Natural-language object grounding data
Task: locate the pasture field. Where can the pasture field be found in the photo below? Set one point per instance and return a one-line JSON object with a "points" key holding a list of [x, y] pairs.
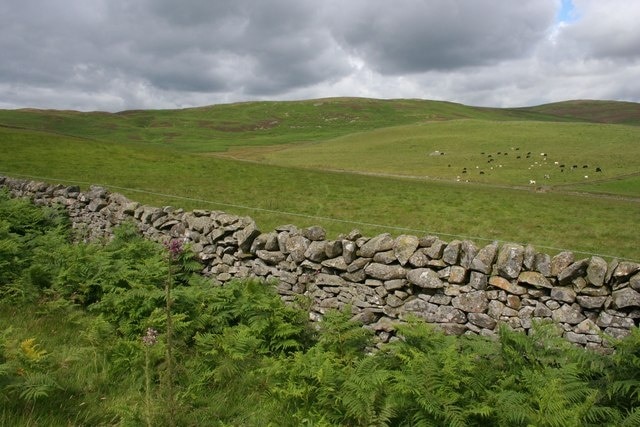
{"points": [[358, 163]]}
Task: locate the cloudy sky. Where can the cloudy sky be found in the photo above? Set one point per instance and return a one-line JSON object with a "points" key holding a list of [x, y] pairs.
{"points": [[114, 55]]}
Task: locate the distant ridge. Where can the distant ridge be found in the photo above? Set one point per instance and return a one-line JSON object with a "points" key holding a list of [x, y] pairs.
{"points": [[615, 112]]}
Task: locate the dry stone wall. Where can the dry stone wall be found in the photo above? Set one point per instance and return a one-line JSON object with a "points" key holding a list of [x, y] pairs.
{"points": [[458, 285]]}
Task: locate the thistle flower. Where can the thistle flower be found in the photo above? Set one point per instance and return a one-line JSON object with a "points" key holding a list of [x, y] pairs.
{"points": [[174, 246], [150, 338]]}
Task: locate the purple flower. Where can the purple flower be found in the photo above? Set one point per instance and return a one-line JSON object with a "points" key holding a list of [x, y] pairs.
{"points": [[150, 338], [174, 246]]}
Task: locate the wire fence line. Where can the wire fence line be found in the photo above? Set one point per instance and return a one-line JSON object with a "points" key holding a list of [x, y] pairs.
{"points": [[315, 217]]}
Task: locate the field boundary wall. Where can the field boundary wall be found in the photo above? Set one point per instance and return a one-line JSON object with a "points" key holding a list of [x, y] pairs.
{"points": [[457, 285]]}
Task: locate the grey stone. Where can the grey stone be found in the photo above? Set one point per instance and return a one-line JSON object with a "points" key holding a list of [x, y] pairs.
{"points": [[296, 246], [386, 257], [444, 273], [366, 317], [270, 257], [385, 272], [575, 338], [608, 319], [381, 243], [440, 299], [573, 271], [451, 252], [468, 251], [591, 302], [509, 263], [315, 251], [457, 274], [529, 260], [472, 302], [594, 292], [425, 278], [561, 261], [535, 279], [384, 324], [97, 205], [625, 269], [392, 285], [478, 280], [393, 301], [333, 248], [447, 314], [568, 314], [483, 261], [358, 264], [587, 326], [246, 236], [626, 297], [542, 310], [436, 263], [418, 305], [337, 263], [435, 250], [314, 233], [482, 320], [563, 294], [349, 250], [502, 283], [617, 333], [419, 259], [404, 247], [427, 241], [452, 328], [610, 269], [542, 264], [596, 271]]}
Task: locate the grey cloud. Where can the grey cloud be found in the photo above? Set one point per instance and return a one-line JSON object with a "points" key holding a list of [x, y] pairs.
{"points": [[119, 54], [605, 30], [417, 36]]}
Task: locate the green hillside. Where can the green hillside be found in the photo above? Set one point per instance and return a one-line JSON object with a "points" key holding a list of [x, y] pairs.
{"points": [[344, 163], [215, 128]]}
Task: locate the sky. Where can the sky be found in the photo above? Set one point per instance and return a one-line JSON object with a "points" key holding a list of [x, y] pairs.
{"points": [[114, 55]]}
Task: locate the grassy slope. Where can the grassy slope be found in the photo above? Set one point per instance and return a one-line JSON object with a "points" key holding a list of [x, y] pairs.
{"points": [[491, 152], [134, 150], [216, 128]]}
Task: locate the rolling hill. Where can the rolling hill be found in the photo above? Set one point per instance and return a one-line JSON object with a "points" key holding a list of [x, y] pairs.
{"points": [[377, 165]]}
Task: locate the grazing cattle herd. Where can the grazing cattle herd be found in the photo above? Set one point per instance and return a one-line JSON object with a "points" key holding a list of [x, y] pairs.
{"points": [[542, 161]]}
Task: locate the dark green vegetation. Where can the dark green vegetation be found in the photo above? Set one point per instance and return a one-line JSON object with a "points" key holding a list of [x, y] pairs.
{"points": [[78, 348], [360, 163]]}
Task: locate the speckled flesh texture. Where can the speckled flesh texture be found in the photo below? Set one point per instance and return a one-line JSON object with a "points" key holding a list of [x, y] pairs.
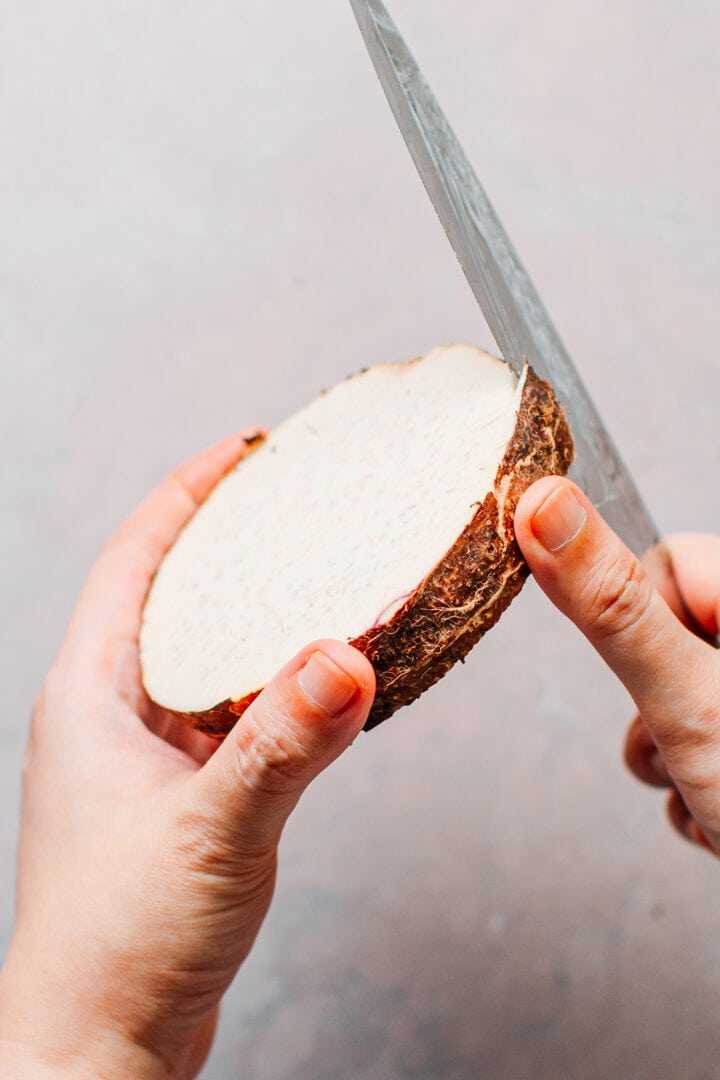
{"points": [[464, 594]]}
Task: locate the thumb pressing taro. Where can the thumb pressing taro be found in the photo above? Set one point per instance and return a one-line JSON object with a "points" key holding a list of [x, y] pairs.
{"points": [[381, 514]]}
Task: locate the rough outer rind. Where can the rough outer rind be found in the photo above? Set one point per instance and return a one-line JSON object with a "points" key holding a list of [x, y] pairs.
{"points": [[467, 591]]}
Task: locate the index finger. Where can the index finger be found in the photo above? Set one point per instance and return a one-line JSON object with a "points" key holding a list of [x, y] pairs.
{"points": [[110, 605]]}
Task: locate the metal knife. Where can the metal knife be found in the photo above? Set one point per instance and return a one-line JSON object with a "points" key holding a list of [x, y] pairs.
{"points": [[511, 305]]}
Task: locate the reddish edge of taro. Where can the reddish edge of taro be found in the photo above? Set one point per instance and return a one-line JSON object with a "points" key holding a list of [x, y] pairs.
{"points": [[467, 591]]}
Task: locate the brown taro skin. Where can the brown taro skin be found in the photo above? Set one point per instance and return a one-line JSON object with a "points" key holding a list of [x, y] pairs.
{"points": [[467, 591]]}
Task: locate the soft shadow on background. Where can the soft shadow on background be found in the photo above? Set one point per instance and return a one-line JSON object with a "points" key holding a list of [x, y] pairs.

PROBLEM TO WORK ON
Reproduce all entries above exactly, minus the images.

ANSWER BELOW
Task: locate the pasture field. Where can the pasture field be found in the photo below? Set one point per instance and return a one-line JSON object with a "points" key holding a list of [x, y] pairs.
{"points": [[358, 163]]}
Task: locate the cloudy sky. Where can the cloudy sky be found in the photo above? Set one point per instance and return a one-line JSON object with a "points" key holding a list of [x, y] pairs.
{"points": [[114, 55]]}
Task: locate the distant ridge. Where can the distant ridge be found in the photo above? Set one point per instance and return a one-line JSON object with a "points" key holding a list of [x, y] pairs.
{"points": [[615, 112]]}
Task: locate the dry stone wall. Where can the dry stone wall be found in the photo above? Set one point per instance and return a one-line JSON object with a "points" key holding a list of [x, y] pairs.
{"points": [[458, 285]]}
Task: locate the thistle flower. Where can the thistle flower be found in the photo above? Set one point per instance and return a one-line JSON object with a "points" key holding a list of [x, y] pairs.
{"points": [[174, 246], [150, 338]]}
Task: locate the purple flower. Where can the purple flower be found in the photo above? Set one point per instance and return a one-line JSON object with a "points" key holding a list of [x, y] pairs.
{"points": [[150, 338], [174, 246]]}
Task: locate the wire fence line. Where can the wire fence line be found in the photo above? Set one point per instance and return a one-line JSON object with a "points" key holding a list of [x, y] pairs.
{"points": [[315, 217]]}
Task: locate the field boundary wall. Where can the field boundary wall be found in the photo above? Set one point per instance and return a one-line JSON object with a "points" key holding a list of [x, y] pairs.
{"points": [[457, 285]]}
Task: locate the grey stone. Where can the grey stone be found in the photo above? Set one point per instance and return a one-line JSON object with a "points" key holding a list of [x, y] pairs.
{"points": [[296, 246], [386, 257], [444, 273], [366, 317], [270, 257], [385, 272], [575, 338], [608, 319], [381, 243], [440, 299], [573, 271], [451, 252], [468, 251], [591, 302], [509, 263], [315, 251], [457, 274], [529, 260], [472, 302], [594, 292], [425, 278], [561, 261], [535, 279], [384, 324], [97, 205], [625, 269], [392, 285], [478, 280], [393, 301], [333, 248], [447, 314], [568, 314], [483, 261], [358, 264], [587, 326], [246, 236], [626, 297], [542, 310], [436, 263], [418, 305], [337, 263], [435, 250], [314, 233], [482, 320], [563, 294], [349, 250], [502, 283], [617, 333], [419, 259], [404, 247], [427, 241], [452, 328], [610, 269], [542, 264], [596, 271]]}
Task: locate the grey cloud. Where can the grey cloud be found in the photo above? Set one point per instance and return a one-line JSON object with a "points" key holding a list of [x, y] pairs.
{"points": [[119, 54], [605, 30], [417, 36]]}
Task: locate the green hillside. Where can the green hillside be found in the photo above? Set one point per instance and return a one-line JSON object with a "points" key holding a list of [x, y] pairs.
{"points": [[344, 163], [215, 128]]}
Task: locate the sky. Where can the sky be found in the photo above? Set one point per instance and return a one-line JSON object with a "points" key holding a list of [x, y] pairs.
{"points": [[114, 55]]}
Task: locate the grassy slope. Where can the grassy slope be found in the photo above? Set one point per instance and return a one-line JSON object with a "points" key holding a list of [x, y] pairs.
{"points": [[491, 152], [134, 150], [216, 128]]}
Task: locate the rolling hill. Where can the rolling hill be found in the photo above? Set one point per instance and return a one-line JSON object with a "points" key holding a list of [x, y] pairs.
{"points": [[377, 165]]}
Task: locate the grazing cattle herd. Where can the grazing cattle herd be found in the photo above? Set one point per instance and return a one-line JSON object with a "points" key holding a list of [x, y] pairs.
{"points": [[542, 161]]}
Task: locate the dark green vegetation. Where can the dark green vegetation be found in the photo above? Set one point per instance and return a one-line JSON object with a "points" key holding a list of [x, y] pairs.
{"points": [[78, 348], [360, 163]]}
Task: locate the speckled flesh texture. Where can the speckled flesh texture be found in the photo below? Set one point per instance and return a one-line JSON object with a "points" key holding a list of [x, y] pairs.
{"points": [[464, 594]]}
Task: locate the thumb pressing taro. Where can the thumb pressing taro be found in the photo above? Set one point per instance and return a one-line JSON object with a "points" key holding a list of [x, y] pairs.
{"points": [[381, 514]]}
Task: locate the rough outer rind. Where can the rough outer rind be found in the photo above? Set one point per instance and return a one-line JSON object with a "points" key holding a list of [x, y] pairs.
{"points": [[467, 591]]}
Task: locate the index finger. Where can the index finger be found in the photo above? Set one point per instance and return a one-line JSON object with a "points" key holding a list of [x, y] pairs.
{"points": [[110, 605]]}
Task: locate the metal knife. Where can the metal knife be found in the photo above? Set one point per instance and return a one-line JSON object with a "points" key holding a list of [x, y] pairs.
{"points": [[511, 305]]}
Task: locate the reddish edge of taro. Where can the reddish edge of taro be found in the photo above? Set one point per instance and return a one-line JSON object with a "points" key holding a list of [x, y] pairs.
{"points": [[467, 591]]}
Task: locate the brown taro skin. Where can the brown taro skin be found in the photo above? Set one point per instance and return a one-line JSON object with a "points" key holding a list of [x, y] pairs.
{"points": [[467, 591]]}
Task: locate the soft shadow on background. Where can the soft shadow on background be found in the photo above? Set one point per instance and return a one-line JSON object with a "points" key holding a list of [x, y] pairs.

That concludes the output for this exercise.